» **Task prompt**: When you repeat the material, keep each line exact and omit the pictures.

### Dataset extract ###

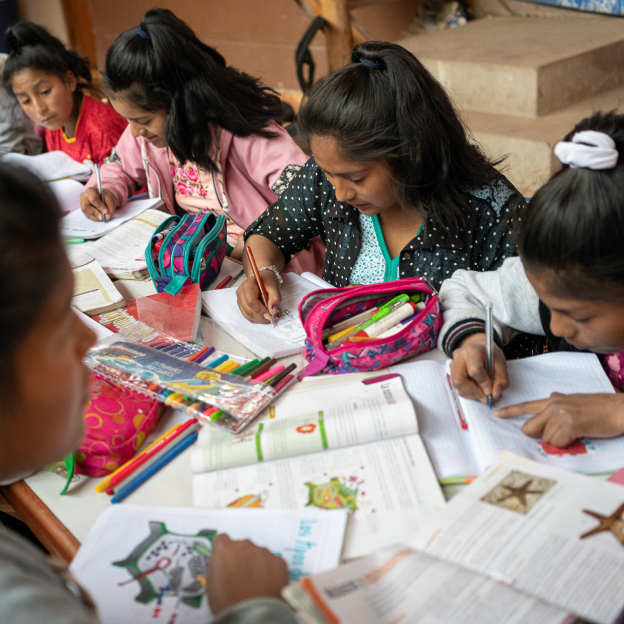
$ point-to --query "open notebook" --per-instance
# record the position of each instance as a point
(145, 564)
(335, 443)
(524, 544)
(288, 335)
(457, 450)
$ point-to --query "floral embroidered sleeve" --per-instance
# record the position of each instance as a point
(296, 218)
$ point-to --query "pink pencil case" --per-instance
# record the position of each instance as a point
(322, 309)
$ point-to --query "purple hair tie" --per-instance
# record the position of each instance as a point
(142, 32)
(371, 64)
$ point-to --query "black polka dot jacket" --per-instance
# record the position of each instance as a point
(308, 207)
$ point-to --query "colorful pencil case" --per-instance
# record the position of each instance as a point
(186, 250)
(323, 309)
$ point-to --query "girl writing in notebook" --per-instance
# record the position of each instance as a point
(49, 83)
(567, 284)
(43, 389)
(395, 188)
(202, 135)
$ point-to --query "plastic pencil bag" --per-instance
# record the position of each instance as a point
(323, 309)
(180, 384)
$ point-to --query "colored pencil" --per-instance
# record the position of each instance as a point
(218, 361)
(164, 442)
(289, 369)
(103, 485)
(148, 474)
(224, 283)
(270, 373)
(263, 292)
(205, 355)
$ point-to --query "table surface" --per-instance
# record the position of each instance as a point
(172, 486)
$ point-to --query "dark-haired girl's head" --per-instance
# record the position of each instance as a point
(43, 381)
(44, 76)
(571, 238)
(171, 87)
(385, 115)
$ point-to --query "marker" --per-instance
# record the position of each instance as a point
(489, 344)
(99, 179)
(152, 470)
(224, 283)
(220, 360)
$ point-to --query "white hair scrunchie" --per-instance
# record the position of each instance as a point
(588, 150)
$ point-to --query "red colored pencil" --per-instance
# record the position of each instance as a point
(224, 283)
(141, 459)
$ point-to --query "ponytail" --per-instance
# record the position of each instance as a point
(32, 46)
(161, 66)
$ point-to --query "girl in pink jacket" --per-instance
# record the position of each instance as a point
(201, 135)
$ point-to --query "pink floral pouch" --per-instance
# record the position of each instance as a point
(322, 309)
(117, 421)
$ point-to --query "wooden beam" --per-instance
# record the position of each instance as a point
(49, 530)
(80, 28)
(337, 32)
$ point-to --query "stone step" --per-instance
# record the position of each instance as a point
(525, 67)
(529, 143)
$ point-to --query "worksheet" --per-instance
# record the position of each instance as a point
(149, 565)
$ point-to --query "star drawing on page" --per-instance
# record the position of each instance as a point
(613, 524)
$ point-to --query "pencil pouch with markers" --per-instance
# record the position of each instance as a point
(369, 327)
(187, 250)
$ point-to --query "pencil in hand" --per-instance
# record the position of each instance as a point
(263, 292)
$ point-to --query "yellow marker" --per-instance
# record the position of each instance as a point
(103, 485)
(232, 366)
(339, 334)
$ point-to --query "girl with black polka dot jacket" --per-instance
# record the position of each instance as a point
(395, 188)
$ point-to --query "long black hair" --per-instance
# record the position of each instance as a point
(574, 225)
(385, 105)
(163, 66)
(32, 46)
(30, 255)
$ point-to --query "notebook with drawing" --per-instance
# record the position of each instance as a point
(144, 564)
(352, 445)
(456, 451)
(288, 335)
(525, 543)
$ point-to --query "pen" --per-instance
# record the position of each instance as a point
(152, 470)
(263, 292)
(99, 179)
(489, 344)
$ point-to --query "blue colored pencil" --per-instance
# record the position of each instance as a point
(220, 360)
(150, 472)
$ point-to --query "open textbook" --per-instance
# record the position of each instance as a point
(94, 293)
(463, 437)
(288, 335)
(145, 564)
(51, 166)
(355, 447)
(76, 225)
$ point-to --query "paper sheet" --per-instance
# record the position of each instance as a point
(534, 528)
(123, 251)
(398, 584)
(536, 378)
(144, 564)
(390, 485)
(286, 338)
(377, 412)
(51, 165)
(76, 225)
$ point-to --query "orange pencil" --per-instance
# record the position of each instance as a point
(263, 292)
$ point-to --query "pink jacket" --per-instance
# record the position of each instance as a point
(252, 167)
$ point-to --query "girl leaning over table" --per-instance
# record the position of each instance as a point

###

» **Problem solution**:
$ point-to --query "open notebook" --per-instance
# record the position of each instance as a point
(145, 564)
(335, 443)
(524, 544)
(288, 335)
(457, 450)
$ point-to --query "floral embroidered sleeve" --per-instance
# record the position of each instance as a point
(296, 218)
$ point-to --query "pink pencil case" --per-instance
# record the position of each instance as a point
(322, 309)
$ point-to --query "purple hair tie" --per-instance
# record the position of each instance as a point
(142, 32)
(371, 64)
$ point-to --query "black polka dot jacket" --per-instance
# record the position of each instance as a point
(308, 207)
$ point-to --query "colorful pencil case" --per-instance
# record the position of each instance as a point
(186, 250)
(323, 309)
$ point-to --query "girl writing in notebook" --per-instance
# record the position of each instance as a point
(49, 83)
(567, 284)
(43, 389)
(395, 188)
(202, 135)
$ point-to --query "plastic pencil bag" --per-instance
# record the position of each instance as a point
(323, 309)
(180, 384)
$ point-to --query "colored pencil" --per-instance
# record the position of each instance as a point
(218, 361)
(164, 442)
(289, 369)
(103, 485)
(148, 474)
(224, 283)
(270, 373)
(263, 292)
(205, 355)
$ point-to --query "table surface" --per-instance
# record the position of each instance as a point
(172, 486)
$ point-to --query "dark-haired girl's head" --per-instance
# record the position of each instance as a point
(43, 381)
(44, 76)
(571, 238)
(171, 87)
(385, 115)
$ point-to --query "marker" --per-instance
# record the position of each instance as a point
(489, 344)
(99, 179)
(152, 470)
(224, 283)
(220, 360)
$ point-to --query "white hair scrunchie" --per-instance
# record the position of each instance as a point
(588, 150)
$ point-to --query "red colored pencil" --per-instance
# record the position of each instance as a point
(224, 283)
(141, 459)
$ point-to --query "ponytail" --per-instance
# record the position of each instance as a point
(32, 46)
(161, 66)
$ point-to --query "girl in pink jacket" --per-instance
# record the position of each instance as a point
(201, 135)
$ point-to --query "pink floral pouch" --per-instance
# record the position of each instance as a point
(322, 309)
(117, 421)
$ point-to --query "wooden beam" --per-instance
# record the position of each instance as a point
(49, 530)
(80, 28)
(337, 32)
$ point-to --query "stone step" --per-instance
# record the position of each instance as a point
(525, 67)
(529, 143)
$ point-to --query "worksheet" --per-instance
# record the position of each instance as a point
(149, 565)
$ point-to --query "star drawing on page" --per-instance
# record the position of each instance as a point
(613, 524)
$ point-to --query "pencil pouch with markers" --per-instance
# record the position of each instance as a point
(369, 327)
(187, 250)
$ point-to --query "pencil in hand" --per-instance
# record the position of each instance as a point
(263, 292)
$ point-to --query "yellow marker" --per-instance
# record the position of each instance as a point
(103, 485)
(232, 366)
(339, 334)
$ point-to --query "girl with black polka dot jacket" --per-instance
# record the position of each instance as a point
(395, 188)
$ point-to --query "long black hair" --per-instance
# record the position of each instance as a point
(574, 225)
(385, 105)
(163, 66)
(32, 46)
(30, 255)
$ point-to --query "notebook with drawing" --per-instance
# record the position of each instance as a point
(144, 564)
(352, 445)
(456, 451)
(288, 335)
(525, 543)
$ point-to --query "pen" --per-instance
# record the position of each instance as a point
(152, 470)
(263, 292)
(99, 179)
(489, 344)
$ point-to --query "blue colored pencil" --per-instance
# record the position of each instance as a point
(220, 360)
(150, 472)
$ point-to --query "open textbook" --per-instance
# record the position of each instance as a point
(94, 293)
(463, 437)
(288, 335)
(145, 564)
(51, 166)
(355, 447)
(76, 225)
$ point-to --query "paper sheet" --per-instance
# record the position of each instance as a point
(534, 528)
(123, 251)
(398, 584)
(536, 378)
(144, 564)
(390, 485)
(286, 338)
(377, 412)
(51, 165)
(76, 225)
$ point-to --query "orange pencil" --per-instance
# record the position of each instance as a point
(263, 292)
$ point-to --query "pink jacket" --per-instance
# record the position of each instance as a point
(252, 167)
$ point-to --query "girl leaning over table" --per-instance
# record the position of each instance as a point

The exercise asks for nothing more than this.